#### WRITTEN INSTRUCTION:
Please state the minimum grade that the passage on SJSU Studies requires in Area Z for graduation.

#### PASSAGE:
Please note: the 2020-2021 Academic Year Catalog for SJSU will be available on April 28, 2020 at


SJSU Studies

Students complete 9 to 12 units of SJSU studies: 9 units of upper division general education courses (Areas R, S, and V) and 0 to 3 units of 100W (Area Z). In some cases that SJSU Studies areas are integrated in a single course or overlap with major courses.

  • Complete one SJSU Studies course in each category.
  • All SJSU Studies course must be taken for a letter grade.
  • Completing Area Z with a grade of "C or better" (C- not accepted) is a graduation requirement.
  • Prior to enrollment, all SJSU Studies courses require completion of core GE, satisfaction of Writing Skills Test and upper division standing. Pre/Co-requisite of a 100W course is strongly recommended for enrollment in Areas R, S, and V.
  • Students who fail the WST may satisfy this requirement by passing ENGL 100A or LLD 100A with a grade of "C or better."

[Data listing]
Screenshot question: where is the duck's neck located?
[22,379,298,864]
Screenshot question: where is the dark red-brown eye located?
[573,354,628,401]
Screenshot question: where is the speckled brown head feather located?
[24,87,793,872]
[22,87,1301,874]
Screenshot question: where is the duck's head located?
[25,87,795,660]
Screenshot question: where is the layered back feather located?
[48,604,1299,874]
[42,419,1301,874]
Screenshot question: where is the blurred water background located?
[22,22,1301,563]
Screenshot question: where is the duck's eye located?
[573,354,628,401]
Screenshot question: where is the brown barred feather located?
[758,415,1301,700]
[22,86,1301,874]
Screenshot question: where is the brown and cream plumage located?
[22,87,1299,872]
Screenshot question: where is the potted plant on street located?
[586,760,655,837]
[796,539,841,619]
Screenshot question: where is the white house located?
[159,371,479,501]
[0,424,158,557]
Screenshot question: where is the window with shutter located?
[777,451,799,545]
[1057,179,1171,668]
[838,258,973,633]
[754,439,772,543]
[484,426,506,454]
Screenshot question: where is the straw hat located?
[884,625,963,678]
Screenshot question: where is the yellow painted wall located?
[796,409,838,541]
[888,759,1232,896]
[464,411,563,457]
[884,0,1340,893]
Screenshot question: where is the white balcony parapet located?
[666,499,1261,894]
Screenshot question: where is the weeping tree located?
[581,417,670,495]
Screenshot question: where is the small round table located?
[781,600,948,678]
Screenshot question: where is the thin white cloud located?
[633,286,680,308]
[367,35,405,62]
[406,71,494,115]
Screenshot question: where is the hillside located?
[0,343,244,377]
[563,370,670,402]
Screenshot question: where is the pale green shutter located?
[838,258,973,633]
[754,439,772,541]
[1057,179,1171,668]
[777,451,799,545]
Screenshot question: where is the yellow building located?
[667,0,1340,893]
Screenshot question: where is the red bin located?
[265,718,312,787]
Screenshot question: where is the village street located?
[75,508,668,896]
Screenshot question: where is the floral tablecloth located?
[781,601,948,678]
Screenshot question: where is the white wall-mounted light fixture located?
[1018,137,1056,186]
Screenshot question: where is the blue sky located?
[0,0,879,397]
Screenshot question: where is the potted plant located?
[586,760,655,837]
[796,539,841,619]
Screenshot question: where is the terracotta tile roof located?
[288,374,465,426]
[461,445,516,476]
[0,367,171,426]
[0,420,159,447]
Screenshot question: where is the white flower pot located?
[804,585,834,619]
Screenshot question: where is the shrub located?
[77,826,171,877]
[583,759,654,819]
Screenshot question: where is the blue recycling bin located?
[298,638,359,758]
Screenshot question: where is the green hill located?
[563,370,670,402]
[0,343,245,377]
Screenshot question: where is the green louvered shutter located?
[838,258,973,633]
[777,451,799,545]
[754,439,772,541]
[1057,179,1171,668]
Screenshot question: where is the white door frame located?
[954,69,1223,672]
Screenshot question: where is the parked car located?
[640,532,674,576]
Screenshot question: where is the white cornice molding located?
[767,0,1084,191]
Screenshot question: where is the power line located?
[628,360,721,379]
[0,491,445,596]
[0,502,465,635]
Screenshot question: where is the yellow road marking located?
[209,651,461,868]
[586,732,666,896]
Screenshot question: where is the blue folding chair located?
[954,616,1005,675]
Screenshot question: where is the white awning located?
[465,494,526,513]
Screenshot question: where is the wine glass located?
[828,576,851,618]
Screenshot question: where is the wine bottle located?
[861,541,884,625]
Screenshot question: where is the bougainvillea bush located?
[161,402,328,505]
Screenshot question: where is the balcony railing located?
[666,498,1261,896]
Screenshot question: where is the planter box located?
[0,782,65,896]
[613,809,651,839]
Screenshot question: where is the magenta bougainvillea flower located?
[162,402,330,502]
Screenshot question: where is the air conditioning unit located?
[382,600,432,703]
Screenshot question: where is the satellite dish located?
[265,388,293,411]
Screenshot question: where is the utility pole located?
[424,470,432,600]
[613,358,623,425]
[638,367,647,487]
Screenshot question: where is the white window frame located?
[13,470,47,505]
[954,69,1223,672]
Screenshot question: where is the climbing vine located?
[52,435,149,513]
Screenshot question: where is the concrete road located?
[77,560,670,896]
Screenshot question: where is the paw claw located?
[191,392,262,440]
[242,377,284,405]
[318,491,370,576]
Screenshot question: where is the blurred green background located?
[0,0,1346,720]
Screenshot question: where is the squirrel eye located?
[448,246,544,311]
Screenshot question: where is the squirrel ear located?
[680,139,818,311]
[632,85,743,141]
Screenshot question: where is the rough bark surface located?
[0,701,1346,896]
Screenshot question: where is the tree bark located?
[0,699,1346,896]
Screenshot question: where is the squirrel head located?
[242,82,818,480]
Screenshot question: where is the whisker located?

#### IN RESPONSE:
A grade of "C or better" is required; C- is not accepted.